[START Dataset content]
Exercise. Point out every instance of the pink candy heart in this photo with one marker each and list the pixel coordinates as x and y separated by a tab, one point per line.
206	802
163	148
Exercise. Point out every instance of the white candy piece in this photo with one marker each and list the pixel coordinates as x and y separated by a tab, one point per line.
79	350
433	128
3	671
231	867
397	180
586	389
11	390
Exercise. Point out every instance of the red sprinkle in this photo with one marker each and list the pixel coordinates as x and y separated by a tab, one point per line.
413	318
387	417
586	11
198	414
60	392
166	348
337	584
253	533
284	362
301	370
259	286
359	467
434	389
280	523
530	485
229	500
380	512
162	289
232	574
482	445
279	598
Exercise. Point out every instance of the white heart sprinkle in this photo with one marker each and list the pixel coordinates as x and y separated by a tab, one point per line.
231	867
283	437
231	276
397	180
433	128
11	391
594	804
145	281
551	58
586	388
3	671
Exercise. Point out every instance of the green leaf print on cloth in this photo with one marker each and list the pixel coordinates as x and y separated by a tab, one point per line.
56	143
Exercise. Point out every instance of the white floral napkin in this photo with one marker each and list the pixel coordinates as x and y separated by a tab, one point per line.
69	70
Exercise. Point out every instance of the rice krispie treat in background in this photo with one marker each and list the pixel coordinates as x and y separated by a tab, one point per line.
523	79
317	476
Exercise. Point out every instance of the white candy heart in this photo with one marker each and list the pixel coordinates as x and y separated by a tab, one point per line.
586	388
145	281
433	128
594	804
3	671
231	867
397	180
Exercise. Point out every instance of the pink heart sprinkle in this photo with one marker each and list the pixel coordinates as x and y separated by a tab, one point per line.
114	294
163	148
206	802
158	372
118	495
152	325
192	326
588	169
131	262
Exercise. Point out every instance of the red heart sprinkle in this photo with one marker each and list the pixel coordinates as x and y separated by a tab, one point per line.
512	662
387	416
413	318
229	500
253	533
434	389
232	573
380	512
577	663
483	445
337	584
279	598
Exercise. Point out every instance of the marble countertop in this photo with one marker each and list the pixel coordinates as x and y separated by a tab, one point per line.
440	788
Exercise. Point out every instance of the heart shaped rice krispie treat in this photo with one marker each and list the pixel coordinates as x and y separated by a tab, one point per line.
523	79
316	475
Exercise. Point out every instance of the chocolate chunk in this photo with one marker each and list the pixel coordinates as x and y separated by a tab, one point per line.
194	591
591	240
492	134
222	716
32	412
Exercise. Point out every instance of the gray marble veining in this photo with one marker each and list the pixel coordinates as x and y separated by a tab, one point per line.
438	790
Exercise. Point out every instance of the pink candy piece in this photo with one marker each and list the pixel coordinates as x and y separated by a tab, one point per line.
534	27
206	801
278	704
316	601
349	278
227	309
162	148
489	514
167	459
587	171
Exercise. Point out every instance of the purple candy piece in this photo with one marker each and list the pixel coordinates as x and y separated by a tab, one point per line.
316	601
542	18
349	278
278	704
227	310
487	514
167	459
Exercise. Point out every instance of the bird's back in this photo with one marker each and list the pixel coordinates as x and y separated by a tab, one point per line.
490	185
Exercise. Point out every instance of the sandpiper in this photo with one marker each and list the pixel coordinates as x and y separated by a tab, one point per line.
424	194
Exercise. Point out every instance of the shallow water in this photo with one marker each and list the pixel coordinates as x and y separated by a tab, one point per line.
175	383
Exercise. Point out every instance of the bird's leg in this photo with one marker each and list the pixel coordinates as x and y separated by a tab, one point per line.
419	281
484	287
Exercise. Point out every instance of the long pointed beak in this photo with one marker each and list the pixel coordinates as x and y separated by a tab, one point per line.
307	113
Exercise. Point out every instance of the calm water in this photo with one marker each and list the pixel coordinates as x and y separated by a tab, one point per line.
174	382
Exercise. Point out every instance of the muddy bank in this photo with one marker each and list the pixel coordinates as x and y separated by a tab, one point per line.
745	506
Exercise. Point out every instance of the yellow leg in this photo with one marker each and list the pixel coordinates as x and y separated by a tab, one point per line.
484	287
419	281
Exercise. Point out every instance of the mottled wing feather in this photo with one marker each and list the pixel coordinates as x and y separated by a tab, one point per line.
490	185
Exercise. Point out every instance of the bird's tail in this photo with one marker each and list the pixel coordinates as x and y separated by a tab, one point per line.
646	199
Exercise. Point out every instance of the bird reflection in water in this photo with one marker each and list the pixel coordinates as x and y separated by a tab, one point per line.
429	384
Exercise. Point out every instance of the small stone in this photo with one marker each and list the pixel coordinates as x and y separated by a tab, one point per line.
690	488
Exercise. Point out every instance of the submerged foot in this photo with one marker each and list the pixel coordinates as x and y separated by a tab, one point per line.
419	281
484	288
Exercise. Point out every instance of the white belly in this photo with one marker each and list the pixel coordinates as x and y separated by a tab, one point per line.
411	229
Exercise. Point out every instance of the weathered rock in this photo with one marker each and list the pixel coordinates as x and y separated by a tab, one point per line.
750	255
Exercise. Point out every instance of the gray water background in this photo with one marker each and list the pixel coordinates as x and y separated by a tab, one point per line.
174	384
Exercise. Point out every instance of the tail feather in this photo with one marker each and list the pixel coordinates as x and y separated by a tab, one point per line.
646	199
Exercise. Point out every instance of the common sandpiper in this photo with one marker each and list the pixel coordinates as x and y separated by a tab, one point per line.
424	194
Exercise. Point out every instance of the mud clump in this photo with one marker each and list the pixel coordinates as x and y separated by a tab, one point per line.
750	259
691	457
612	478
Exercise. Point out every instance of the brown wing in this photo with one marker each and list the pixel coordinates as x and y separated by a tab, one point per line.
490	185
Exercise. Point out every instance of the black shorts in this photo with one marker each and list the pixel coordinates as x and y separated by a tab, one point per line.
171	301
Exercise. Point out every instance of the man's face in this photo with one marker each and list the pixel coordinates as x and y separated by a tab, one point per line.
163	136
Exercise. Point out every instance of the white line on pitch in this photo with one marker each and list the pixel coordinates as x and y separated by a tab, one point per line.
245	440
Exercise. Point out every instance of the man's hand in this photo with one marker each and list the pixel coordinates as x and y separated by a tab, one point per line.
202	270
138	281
[END Dataset content]
Using the data above, return each line exactly as written.

Exercise. Point out every instance of the pink candy heart in this photo with one marker each and list the pixel coordinates as x and y separated by a tab, one point per line.
206	802
163	148
Exercise. Point out every instance of the white candy piece in this photo with one marker each and list the pixel coordinates as x and y separated by a tab, one point per line.
79	350
433	128
3	671
231	867
397	180
586	389
11	390
Exercise. Point out every instance of the red sprinkle in this photo with one marker each and list the pixel coordinates as x and y separated by a tab, one point per line.
413	318
387	417
586	11
198	414
60	392
166	348
337	584
253	533
284	362
301	370
259	286
359	467
434	389
280	523
530	485
229	500
380	512
162	289
232	574
482	445
279	598
Exercise. Point out every instance of the white heart sprinkle in this photo with one marker each and list the pixel coordinates as x and y separated by a tab, one point per line.
231	867
283	437
231	276
397	180
433	128
11	391
594	804
145	281
551	58
586	388
3	671
Exercise. Point out every instance of the green leaf print on cloth in this photo with one marker each and list the pixel coordinates as x and y separated by a tab, one point per line.
56	143
Exercise. Point out every instance of the white floral napkin in this photo with one marker each and list the pixel coordinates as x and y separated by a tab, one point per line.
69	70
Exercise. Point out every instance of the rice krispie treat in background in this photo with one marker each and list the pixel coordinates as x and y separated by a tab, one point per line.
523	79
317	476
Exercise. Point out every instance of the white candy heart in this photo with one marker each and list the pixel coordinates as x and y separated by a tab, one point per line.
586	388
145	281
433	128
594	804
3	671
231	867
397	180
Exercise. Point out every instance of the pink heart sprinkle in this photo with one marker each and list the pixel coordinates as x and y separated by a tab, one point per line.
114	294
163	148
206	802
158	372
118	495
152	325
192	326
588	169
131	262
Exercise. Point out every instance of the red heart sprinkle in this photo with one marker each and list the pixel coordinates as x and y separated by a tab, one point per line.
512	662
387	416
413	318
229	500
253	533
434	389
232	573
380	512
577	663
483	445
337	584
279	598
Exercise. Point out every instance of the marble countertop in this photo with one marker each and list the pixel coordinates as x and y separated by a tab, one point per line.
440	788
Exercise. Point out every instance of the heart shaped rice krispie treat in this photo with one marker each and list the pixel coordinates as x and y separated by a tab, one point per line.
523	79
316	475
Exercise. Point out every instance of the chocolate chunk in this photo with one marker each and list the pixel coordinates as x and y separated by a tab, one point per line.
194	591
591	240
492	134
222	716
32	412
Exercise. Point out every instance of the gray marble veining in this photo with one marker each and list the pixel coordinates as x and y separated by a tab, one point per line.
438	790
Exercise. Point out every instance of the pink candy piece in this photo with one marker each and list the pixel coordinates as x and y separated by a tab, one point per line.
534	27
206	801
278	704
316	601
349	278
227	309
162	148
489	514
167	459
587	171
Exercise. Point out every instance of the purple candy piece in this photo with one marker each and list the pixel coordinates as x and y separated by a tab, one point per line.
316	601
542	18
349	278
278	704
227	310
487	514
167	459
Exercise. Point out every instance of the bird's back in this photo with one marker each and list the pixel coordinates as x and y separated by a tab, one point per line.
490	185
Exercise. Point out every instance of the sandpiper in this photo with one marker each and list the pixel coordinates as x and y separated by a tab, one point per line.
424	194
Exercise. Point out every instance of the shallow water in this photo with one marker each and list the pixel coordinates as x and y separated by a tab, one point per line.
175	383
Exercise. Point out every instance of the bird's leg in this photo with one marker each and list the pixel coordinates as x and y separated by a tab, one point per line.
419	281
484	287
Exercise. Point out every instance of the long pointed beak in this photo with one marker each and list the pixel coordinates as x and y separated by a tab, one point per line.
307	113
Exercise. Point out every instance of the calm water in this photo with one marker each and list the pixel coordinates as x and y separated by a tab, one point per line.
174	382
Exercise. Point out every instance of the muddy bank in this photo with one marker each and list the pixel coordinates as x and y separated by a tab, one point per line.
745	506
Exercise. Point out every instance of the yellow leg in this photo with one marker each and list the pixel coordinates as x and y separated by a tab, one point per line.
484	287
419	281
Exercise. Point out every instance of the mottled wing feather in this photo with one marker each and list the pixel coordinates as x and y separated by a tab, one point per line.
490	185
Exercise. Point out every instance of the bird's tail in this photo with one marker each and list the pixel coordinates as x and y separated by a tab, one point per line.
646	199
Exercise. Point out every instance of the bird reflection in water in this photo with one marker each and list the pixel coordinates as x and y separated by a tab, one point per line.
429	384
Exercise. Point out every instance of the small stone in this photo with one marker each and list the pixel coordinates as x and y separated by a tab, one point per line.
690	488
Exercise. Point out every instance of the submerged foot in this photo with one marker each and list the pixel coordinates as x and y separated by a tab, one point per line.
419	281
484	288
Exercise. Point out every instance of the white belly in this photo with one marker each and list the pixel coordinates as x and y separated by a tab, one point per line.
411	229
Exercise. Point out every instance of the weathered rock in this photo with one marker each and list the pixel coordinates as x and y separated by a tab, one point per line.
750	255
Exercise. Point out every instance of the gray water background in this photo with one marker each and list the pixel coordinates as x and y separated by a tab, one point per line.
174	384
Exercise. Point out every instance of the tail feather in this photo with one marker each and list the pixel coordinates as x and y separated by a tab, one point per line.
646	199
Exercise. Point out every instance of the common sandpiper in this photo with one marker each and list the pixel coordinates as x and y separated by a tab, one point per line.
424	194
Exercise. Point out every instance of the mud clump in this photo with one marker each and list the pixel coordinates as x and y separated by a tab, one point per line.
750	259
691	457
612	478
Exercise. Point out every instance of the brown wing in this photo with one marker each and list the pixel coordinates as x and y separated by a tab, one point per line.
490	185
Exercise. Point out every instance of the black shorts in this photo with one marker each and list the pixel coordinates as x and y separated by a tab, one point per line.
171	301
Exercise. Point out every instance of the man's face in this photo with one marker each and list the pixel coordinates as x and y separated by a tab, one point per line.
163	136
Exercise. Point out every instance of the white line on pitch in this photo with one marker each and list the pixel coordinates as x and y separated by a tab, one point per line.
245	440
Exercise. Point out every instance of the man's hand in this photo with one marker each and list the pixel coordinates as x and y separated by a tab, one point per line.
202	270
138	281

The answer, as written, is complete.